== EXTRACT TO READ ==
Berkeley
- Why do some stories, like the O.J. Simpson trial, the Thomas/Hill
hearings or the Clinton/Lewinsky sex scandal, run on for months
and even years, while other, ostensibly more important stories
hardly get noticed by the news media?
Many would
say the press panders to the masses or gives in to sensational
journalism.
But a linguist
from the University of California, Berkeley, has a more discerning
answer, one that places these and several other big stories
of recent years at the crux of a major national struggle over
who gets to say what things mean in American culture.
"These
stories are battles in the war to control meaning between
groups that already have the power to interpret reality -white,
middle class men - and those struggling to get the power -
women and blacks," said Robin Tolmach Lakoff, UC Berkeley
professor of linguistics, in a recent interview.
The stories
last because "in addition to being gossipy and salacious,
they are deep and convoluted," writes Lakoff in a new
book, "The Language War," (University of California
Press) published this month.
"We
know that something we need to understand is playing out before
our eyes. We use these stories to explore the hardest questions
we have to face, often about race and gender."
Lakoff
added in the interview that such stories often end in a puzzling
way or they don't end at all, evidence that a struggle over
interpretation is going on. The narrative has so many installments
that it passes what the linguist calls the UAT or Undue Attention
Test.
Departing
in her book from the traditional linguistic focus on words
and syntax, Lakoff considers the narrative in her analysis,
suggesting that a language war is a large part of a culture
war, and to the victor falls the right to tell the story.
She argues
that the long-established power elite dominated by white men
has given events their meaning for so long that its version,
its ways of creating a narrative and interpreting its meaning,
has become "normal" reality.
But now
"we are currently engaged in a great and not very civil
war," she writes, "testing whether the people who
always got to make meaning for all of us still have that unilateral
right and that capacity."
The answer
seems to be no, said the linguist.
There is
no longer just one story. But several equally plausible stories
may be told by different groups of people, said Lakoff.
During
the Thomas/Hill hearings, for example, women succeeded in
establishing the reality and importance of sexual harassment,
while Clarence Thomas had his own story about the sexual exploitation
of a black man. Where was the real story? Had Thomas harassed
Anita Hill or had she been put up to her accusations by those
seeking a "high-tech lynching?" No one could legitimately
frame the narrative for all.
The same
was true a decade later during President Clinton's impeachment
when conservatives, feminists, and men and women of all persuasions
had different stories to tell. Heroes and villains crossed
over and merged. Ambiguity was the order of the day.
There was
the "Clinton as philanderer" story of a president
who either should or should not be brought down. In a very
different vein, the "Starr witch-hunt" story turned
on misogyny and anti-sexuality. All the while, media storytellers
imbued the antagonists with bizarre and unsympathetic traits:
Clinton as sex-crazed and a liar; Kenneth Starr as puritanical
and monomaniacal. On television, these two men appeared to
be cooperative and rational, allowing the public to make even
more narratives.

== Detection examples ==
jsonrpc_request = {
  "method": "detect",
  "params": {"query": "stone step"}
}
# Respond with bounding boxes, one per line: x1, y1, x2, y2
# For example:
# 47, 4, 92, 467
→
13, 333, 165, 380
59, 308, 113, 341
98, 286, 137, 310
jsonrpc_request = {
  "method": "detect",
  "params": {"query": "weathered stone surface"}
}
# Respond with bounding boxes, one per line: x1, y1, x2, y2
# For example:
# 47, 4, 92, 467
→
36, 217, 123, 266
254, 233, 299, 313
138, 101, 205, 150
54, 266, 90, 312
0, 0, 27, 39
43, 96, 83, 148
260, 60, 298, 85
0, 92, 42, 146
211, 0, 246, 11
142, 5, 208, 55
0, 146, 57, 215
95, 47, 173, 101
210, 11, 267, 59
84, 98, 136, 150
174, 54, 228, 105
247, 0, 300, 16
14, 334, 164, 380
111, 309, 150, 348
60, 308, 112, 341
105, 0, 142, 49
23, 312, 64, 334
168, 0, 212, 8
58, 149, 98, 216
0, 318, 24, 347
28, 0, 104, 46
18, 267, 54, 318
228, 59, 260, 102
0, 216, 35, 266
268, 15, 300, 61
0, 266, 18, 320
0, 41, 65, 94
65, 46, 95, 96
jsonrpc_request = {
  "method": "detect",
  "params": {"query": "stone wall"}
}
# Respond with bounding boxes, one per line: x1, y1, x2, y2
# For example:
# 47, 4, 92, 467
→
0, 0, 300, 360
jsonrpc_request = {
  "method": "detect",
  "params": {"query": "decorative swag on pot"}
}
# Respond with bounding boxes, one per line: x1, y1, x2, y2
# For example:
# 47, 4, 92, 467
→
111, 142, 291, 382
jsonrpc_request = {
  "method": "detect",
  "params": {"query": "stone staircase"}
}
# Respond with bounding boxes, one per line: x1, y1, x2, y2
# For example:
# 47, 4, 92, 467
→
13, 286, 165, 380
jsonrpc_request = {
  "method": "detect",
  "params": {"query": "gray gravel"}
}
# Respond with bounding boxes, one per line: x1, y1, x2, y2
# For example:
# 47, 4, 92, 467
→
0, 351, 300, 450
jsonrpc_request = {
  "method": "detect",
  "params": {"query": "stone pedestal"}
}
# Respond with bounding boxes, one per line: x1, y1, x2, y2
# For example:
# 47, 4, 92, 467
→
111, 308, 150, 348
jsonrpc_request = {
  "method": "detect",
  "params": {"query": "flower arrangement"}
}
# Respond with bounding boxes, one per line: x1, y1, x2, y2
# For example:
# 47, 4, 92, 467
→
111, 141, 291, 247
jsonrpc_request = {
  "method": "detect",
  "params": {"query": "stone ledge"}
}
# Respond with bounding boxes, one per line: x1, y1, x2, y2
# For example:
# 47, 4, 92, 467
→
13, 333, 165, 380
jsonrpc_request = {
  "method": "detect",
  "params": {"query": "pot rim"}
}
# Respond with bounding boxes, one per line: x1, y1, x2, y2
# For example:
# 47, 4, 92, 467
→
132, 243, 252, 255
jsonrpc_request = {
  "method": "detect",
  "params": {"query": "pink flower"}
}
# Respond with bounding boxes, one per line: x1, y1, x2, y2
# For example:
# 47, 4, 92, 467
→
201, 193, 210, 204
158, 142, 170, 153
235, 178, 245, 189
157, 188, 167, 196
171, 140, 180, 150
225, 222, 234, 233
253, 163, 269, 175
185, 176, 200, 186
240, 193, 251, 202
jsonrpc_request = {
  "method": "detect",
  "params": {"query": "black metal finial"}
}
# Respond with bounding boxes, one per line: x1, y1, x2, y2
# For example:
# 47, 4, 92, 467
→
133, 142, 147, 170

== AIM A ==
Could you swap each "query" for "label" in the listing, from its first line up to and including the line with "111, 141, 291, 247", and give those lines back with nothing else changed?
== AIM B ==
What comes next in the article on Robin Tolmach Lakoff's "The Language War"? Write the passage that follows.

== WRITTEN RESPONSE A ==
jsonrpc_request = {
  "method": "detect",
  "params": {"label": "stone step"}
}
# Respond with bounding boxes, one per line: x1, y1, x2, y2
# For example:
# 47, 4, 92, 467
→
13, 333, 165, 380
59, 308, 113, 341
98, 286, 137, 310
jsonrpc_request = {
  "method": "detect",
  "params": {"label": "weathered stone surface"}
}
# Respond with bounding boxes, one per line: x1, y1, x2, y2
# For example:
# 47, 4, 92, 467
→
36, 217, 123, 266
254, 233, 299, 313
138, 101, 205, 150
54, 266, 90, 312
0, 0, 27, 39
43, 96, 83, 148
260, 60, 298, 85
0, 92, 42, 146
211, 0, 246, 11
142, 5, 208, 55
0, 146, 57, 215
95, 47, 173, 101
210, 11, 267, 59
84, 98, 136, 150
174, 54, 228, 105
247, 0, 300, 16
14, 334, 164, 380
111, 309, 150, 348
60, 308, 112, 341
105, 0, 142, 49
23, 312, 64, 334
168, 0, 212, 8
58, 149, 98, 216
0, 318, 24, 347
28, 0, 104, 46
18, 267, 54, 318
228, 59, 260, 102
0, 216, 35, 266
268, 15, 300, 61
0, 266, 18, 320
0, 41, 65, 94
65, 46, 95, 96
jsonrpc_request = {
  "method": "detect",
  "params": {"label": "stone wall"}
}
# Respond with bounding boxes, one per line: x1, y1, x2, y2
# For example:
# 47, 4, 92, 467
→
0, 0, 300, 360
jsonrpc_request = {
  "method": "detect",
  "params": {"label": "decorative swag on pot"}
}
# Respond with bounding boxes, one per line: x1, y1, x2, y2
# For example:
# 47, 4, 92, 467
→
111, 142, 291, 382
jsonrpc_request = {
  "method": "detect",
  "params": {"label": "stone staircase"}
}
# Respond with bounding boxes, one per line: x1, y1, x2, y2
# For example:
# 47, 4, 92, 467
→
13, 286, 165, 380
jsonrpc_request = {
  "method": "detect",
  "params": {"label": "gray gravel"}
}
# Respond with bounding boxes, one per line: x1, y1, x2, y2
# For example:
# 47, 4, 92, 467
→
0, 351, 300, 450
jsonrpc_request = {
  "method": "detect",
  "params": {"label": "stone pedestal"}
}
# Respond with bounding boxes, one per line: x1, y1, x2, y2
# For example:
# 47, 4, 92, 467
→
111, 308, 150, 348
jsonrpc_request = {
  "method": "detect",
  "params": {"label": "flower arrangement"}
}
# Respond with bounding boxes, one per line: x1, y1, x2, y2
# For example:
# 47, 4, 92, 467
→
111, 141, 291, 247

== WRITTEN RESPONSE B ==
In the
stories spun around the First Couple and their personalities
lie some of the most complicated, convoluted meanings of all,
said Lakoff.
Hillary
Rodham Clinton, in particular, occupies a "huge swath"
of public attention and gets a "strikingly different"
kind of media attention than have previous first ladies.
"Scarcely
a day goes by without some report of her activities or some
analysis of her psyche. Images of her are remarkably diverse,
ranging from strongly adulatory to ferociously critical; they
represent her as a person of wildly different personalities,
doing and saying what it is hard to imagine a single individual
doing or saying," writes Lakoff.
In a chapter
titled "Hillary Rodham Clinton: What the Sphinx thinks,"
Lakoff contends that the First Lady has so far been able to
resist interpretation.
"She
has always found ways, either direct or subversive, of retaining
control over her own narrative, her own meaning," said
Lakoff. " I believe this is, to some degree, deliberate.
She's a new woman, and she doesn't want the guys in power
to tell her what she's about."
Nevertheless,
they try, said Lakoff.
"We
are continually constructing her. 'What does she mean when
she says....?' Is she a pushy, aggressive bitch or someone
who wants to do good things? Does Hillary make her own story,
or does (New York Times columnist) Maureen Dowd do it?"
Lakoff
said that women have been subjected to polarized interpretations
in the media because, until recently, they have had little
ability to create public meaning. As a result, they continue
to be seen through a male prism.
"A
man in public life doesn't have to stand for all men,"
she said. "We don't polarize his traits, don't demonize
him. He is allowed to be more human.
"Hillary
is not allowed to be a human being, and whatever she does
is more closely scrutinized."
Lakoff
does not offer the nation's audience any reassurance that
our public narratives will become less confused.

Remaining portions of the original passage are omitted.